>> START Supplied text

# Cube Duplication Challenge



## leeo (Feb 13, 2017)

The regulations would be very similar to blindfold solving. However, instead of a blindfold, the competitor brings a solved cube, the duplication cube, which must be made to match the scramble on the reference cube. Here I modify Appendix B to give an idea of what such a competition might be like:

B1) Standard speed solving procedures are followed, as described in Article A (Speed Solving). Additional regulations that supersede the corresponding procedures in Article A are described below.
B1a) There is no inspection period.

B2) Starting the attempt:
B2a) The judge resets the timer(s) and asks "READY?" as in Regulation A3b1. The competitor must be ready to start the attempt within one minute of being called, else the competitor forfeits the attempt (DNS), at the discretion of the judge.
B2b) The competitor uses their fingers to touch the elevated sensor surfaces of the timer. The competitor's palms must be facing down, and located on the side of the timer that is closer to them. Penalty: time penalty (+2 seconds).
B2c) The competitor must have no physical contact with the referense puzzle before the start of the attempt. Penalty: time penalty (+2 seconds).
B2d) The competitor starts the attempt by removing their hands from the timer, thus starting the timer. (This also starts the solve.)
B2d1) The competitor removes the cover from the referense puzzle after starting the timer.

B2e) If a stopwatch is in use in addition to a Stackmat timer, the judge starts the stopwatch as soon as the competitor starts the solve.
B2f) If a stopwatch is in use as the only timer, the competitor places their hands on the table (instead of a Stackmat timer). After confirming that they are ready, the competitor starts the solve by lifting the cover. The judge starts the stopwatch as soon as the competitor starts the solve.

B3) Memorisation phase:
B3a) The competitor may pick up the referense puzzle during the memorisation phase.
B3b) The competitor must not make physical notes. Penalty: disqualification of the attempt (DNF).

>> END Supplied text

_Requirement A_
In the location labeling rows, copy word for word everything from the line containing "Find the blue vertical" down to the line containing "pixel 855 572", including both of those lines.

>> START Data extract

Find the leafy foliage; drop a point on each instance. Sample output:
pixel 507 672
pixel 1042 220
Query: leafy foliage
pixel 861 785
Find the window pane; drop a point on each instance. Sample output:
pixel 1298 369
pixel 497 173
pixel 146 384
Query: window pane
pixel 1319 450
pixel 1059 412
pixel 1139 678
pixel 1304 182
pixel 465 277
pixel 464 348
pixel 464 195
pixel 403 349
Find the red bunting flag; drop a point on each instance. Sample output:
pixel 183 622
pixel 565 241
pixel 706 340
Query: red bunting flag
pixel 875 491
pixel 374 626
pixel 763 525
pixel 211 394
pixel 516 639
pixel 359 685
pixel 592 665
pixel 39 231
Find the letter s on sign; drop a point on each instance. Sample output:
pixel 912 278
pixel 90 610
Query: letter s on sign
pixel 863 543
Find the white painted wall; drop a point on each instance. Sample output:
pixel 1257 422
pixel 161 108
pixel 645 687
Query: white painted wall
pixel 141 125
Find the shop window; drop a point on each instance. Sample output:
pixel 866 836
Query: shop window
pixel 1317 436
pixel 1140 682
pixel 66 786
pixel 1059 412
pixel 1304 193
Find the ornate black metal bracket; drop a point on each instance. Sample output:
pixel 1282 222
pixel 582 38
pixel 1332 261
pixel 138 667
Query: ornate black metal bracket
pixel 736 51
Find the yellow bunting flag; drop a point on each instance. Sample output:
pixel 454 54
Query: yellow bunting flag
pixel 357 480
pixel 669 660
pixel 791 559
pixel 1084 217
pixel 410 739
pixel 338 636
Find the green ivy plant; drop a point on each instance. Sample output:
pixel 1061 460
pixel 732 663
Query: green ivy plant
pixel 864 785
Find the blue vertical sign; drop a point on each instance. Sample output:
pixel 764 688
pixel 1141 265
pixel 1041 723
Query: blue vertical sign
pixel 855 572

>> END Data extract
>> START Data extract

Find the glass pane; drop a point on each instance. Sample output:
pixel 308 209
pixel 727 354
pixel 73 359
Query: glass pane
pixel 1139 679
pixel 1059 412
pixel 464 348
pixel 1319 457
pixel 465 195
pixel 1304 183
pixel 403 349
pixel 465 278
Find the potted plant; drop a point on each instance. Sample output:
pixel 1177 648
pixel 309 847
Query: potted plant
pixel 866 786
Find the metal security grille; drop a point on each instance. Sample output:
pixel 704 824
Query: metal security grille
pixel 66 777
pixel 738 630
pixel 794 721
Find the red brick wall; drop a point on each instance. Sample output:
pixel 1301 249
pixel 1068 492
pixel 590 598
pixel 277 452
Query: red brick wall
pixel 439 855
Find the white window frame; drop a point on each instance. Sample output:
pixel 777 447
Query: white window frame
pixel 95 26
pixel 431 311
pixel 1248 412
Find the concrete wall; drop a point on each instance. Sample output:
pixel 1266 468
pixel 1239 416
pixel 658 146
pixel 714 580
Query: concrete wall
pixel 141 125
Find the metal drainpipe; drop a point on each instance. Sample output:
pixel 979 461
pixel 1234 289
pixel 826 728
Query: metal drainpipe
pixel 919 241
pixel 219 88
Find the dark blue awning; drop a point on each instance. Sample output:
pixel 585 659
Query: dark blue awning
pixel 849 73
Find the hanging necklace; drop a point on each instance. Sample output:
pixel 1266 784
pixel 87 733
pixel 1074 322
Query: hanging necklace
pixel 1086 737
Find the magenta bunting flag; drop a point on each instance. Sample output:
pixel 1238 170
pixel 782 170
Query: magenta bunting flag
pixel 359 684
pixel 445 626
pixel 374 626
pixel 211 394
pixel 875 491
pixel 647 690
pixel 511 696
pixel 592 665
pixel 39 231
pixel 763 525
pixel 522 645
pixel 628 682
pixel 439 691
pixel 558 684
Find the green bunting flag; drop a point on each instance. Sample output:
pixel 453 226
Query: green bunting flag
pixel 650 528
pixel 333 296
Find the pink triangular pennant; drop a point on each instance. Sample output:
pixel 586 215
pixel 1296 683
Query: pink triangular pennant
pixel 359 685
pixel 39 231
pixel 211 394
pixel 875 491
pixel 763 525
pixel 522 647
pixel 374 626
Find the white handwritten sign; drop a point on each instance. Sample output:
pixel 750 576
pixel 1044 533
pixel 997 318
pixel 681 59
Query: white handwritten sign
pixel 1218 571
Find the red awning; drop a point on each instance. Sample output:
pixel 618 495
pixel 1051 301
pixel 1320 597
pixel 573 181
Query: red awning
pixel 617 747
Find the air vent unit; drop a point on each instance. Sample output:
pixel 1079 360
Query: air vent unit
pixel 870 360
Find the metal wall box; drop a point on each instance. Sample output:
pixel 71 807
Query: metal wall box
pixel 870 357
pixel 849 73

>> END Data extract
>> START Data extract

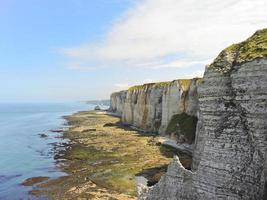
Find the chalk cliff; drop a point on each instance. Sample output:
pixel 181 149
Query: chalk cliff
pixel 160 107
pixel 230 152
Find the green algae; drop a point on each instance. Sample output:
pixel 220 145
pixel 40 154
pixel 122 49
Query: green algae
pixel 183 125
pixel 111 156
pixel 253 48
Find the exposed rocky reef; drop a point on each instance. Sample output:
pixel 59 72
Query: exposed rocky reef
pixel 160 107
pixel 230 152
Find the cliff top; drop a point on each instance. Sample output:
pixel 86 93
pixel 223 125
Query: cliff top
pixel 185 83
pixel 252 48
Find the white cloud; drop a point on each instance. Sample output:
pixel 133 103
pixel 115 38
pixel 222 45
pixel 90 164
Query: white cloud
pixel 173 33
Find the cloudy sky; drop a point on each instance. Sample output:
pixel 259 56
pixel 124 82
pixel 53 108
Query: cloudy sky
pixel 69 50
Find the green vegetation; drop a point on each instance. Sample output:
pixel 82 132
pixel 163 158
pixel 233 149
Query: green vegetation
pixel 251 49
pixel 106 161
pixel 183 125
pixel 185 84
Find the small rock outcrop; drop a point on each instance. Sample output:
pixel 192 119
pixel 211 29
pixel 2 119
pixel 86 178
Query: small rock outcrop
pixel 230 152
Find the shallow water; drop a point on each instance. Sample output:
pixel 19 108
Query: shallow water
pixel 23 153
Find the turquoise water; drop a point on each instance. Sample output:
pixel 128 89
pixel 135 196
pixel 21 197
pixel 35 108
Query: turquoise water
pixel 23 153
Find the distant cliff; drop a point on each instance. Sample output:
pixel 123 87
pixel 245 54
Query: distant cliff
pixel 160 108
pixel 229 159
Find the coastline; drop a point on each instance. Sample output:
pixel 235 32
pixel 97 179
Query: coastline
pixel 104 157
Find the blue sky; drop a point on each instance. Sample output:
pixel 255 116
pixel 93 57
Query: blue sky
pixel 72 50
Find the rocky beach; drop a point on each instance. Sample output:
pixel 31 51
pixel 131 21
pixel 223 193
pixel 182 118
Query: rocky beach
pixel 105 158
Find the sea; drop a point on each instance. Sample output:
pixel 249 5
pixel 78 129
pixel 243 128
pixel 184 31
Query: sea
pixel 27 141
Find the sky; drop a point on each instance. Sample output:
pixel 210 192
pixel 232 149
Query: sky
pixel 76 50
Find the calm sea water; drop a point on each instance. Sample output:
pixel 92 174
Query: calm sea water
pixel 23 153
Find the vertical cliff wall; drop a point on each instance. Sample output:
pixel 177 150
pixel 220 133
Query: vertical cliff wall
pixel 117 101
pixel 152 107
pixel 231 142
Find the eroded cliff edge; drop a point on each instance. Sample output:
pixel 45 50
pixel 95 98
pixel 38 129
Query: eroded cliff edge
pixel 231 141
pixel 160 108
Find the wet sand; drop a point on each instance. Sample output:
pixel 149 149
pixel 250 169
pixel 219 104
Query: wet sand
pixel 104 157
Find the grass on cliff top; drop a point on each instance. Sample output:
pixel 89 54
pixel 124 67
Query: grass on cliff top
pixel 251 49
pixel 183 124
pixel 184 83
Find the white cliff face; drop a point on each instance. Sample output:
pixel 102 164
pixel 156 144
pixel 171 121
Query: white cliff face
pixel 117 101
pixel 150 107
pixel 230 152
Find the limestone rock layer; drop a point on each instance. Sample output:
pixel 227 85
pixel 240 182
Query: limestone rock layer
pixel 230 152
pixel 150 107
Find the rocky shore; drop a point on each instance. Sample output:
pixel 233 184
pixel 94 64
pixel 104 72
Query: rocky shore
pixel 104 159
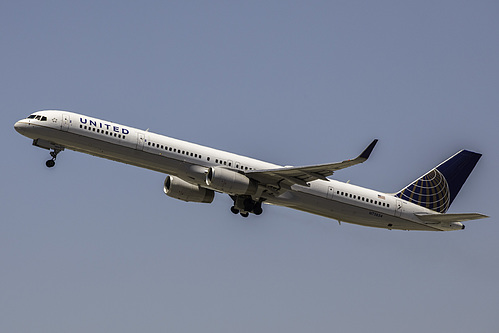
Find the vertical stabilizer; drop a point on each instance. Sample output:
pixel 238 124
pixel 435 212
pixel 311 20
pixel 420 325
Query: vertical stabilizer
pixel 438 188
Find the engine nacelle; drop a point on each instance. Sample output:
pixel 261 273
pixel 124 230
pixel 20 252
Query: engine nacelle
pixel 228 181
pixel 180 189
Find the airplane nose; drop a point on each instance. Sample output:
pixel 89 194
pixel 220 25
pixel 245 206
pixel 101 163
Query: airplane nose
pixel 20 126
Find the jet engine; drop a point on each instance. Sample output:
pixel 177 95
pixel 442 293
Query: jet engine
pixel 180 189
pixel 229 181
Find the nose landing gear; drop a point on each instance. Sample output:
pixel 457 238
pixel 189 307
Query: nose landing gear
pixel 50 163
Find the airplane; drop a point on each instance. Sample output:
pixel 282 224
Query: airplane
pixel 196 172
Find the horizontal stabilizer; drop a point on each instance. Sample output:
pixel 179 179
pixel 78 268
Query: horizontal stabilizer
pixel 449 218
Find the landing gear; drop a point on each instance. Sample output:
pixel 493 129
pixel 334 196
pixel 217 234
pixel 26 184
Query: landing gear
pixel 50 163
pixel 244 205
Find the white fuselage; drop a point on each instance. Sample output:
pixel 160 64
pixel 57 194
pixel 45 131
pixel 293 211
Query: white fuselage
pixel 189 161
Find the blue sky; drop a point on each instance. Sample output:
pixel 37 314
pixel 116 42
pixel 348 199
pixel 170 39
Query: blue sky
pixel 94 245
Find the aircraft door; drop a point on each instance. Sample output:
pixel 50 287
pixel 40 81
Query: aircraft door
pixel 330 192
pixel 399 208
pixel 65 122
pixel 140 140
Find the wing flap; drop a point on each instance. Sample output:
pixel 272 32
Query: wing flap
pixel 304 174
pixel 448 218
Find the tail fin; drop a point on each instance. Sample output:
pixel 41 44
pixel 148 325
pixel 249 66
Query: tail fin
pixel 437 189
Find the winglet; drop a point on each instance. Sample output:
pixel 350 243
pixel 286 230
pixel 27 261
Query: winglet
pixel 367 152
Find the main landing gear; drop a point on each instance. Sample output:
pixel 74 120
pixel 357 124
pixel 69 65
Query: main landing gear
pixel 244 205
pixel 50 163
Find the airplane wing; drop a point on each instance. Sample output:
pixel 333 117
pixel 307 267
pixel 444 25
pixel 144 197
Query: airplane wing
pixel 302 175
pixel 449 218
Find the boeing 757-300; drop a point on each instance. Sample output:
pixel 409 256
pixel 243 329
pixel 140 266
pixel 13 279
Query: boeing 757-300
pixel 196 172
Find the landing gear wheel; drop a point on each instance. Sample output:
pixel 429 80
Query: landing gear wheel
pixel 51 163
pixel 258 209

>> END Data extract

_Requirement B_
Continue the cube duplication challenge rules from where they stop.

_Exercise answer A_
Find the blue vertical sign; drop a point on each instance. Sample output:
pixel 764 688
pixel 1141 265
pixel 1041 723
Query: blue vertical sign
pixel 855 572

_Exercise answer B_
B3c) The competitor must not apply moves to either puzzle during the memorisation phase. Penalty: disqualification of the attempt (DNF).

B4) Duplication phase:
B4a) The competitor recovers the refrense cube to start the duplication phase.
B4b) The competitor must not apply moves to the duplication puzzle before they have fully covered the referense puzzle. Penalty: disqualification of the attempt (DNF).
B4c) The judge must ensure that the referense puzzle remains covered during duplicatgion.
B4d) The competitor must not look at the referense puzzle at any point during the duplication phase. Penalty: disqualification of the attempt (DNF).
B4e) Until the competitor applies the first move to the duplication puzzle, they may remove the cover from the referense cube to return to the memorisation phase.

B5) Stopping the solve:
B5a) When using the Stackmat timer, the competitor stops the solve by releasing the puzzle and then stopping the timer.
B5b) When using a stopwatch, the competitor stops the solve by placing the puzzle back onto the surface and notifying the judge that they are stopping the solve. At that moment, the judge stops the timer.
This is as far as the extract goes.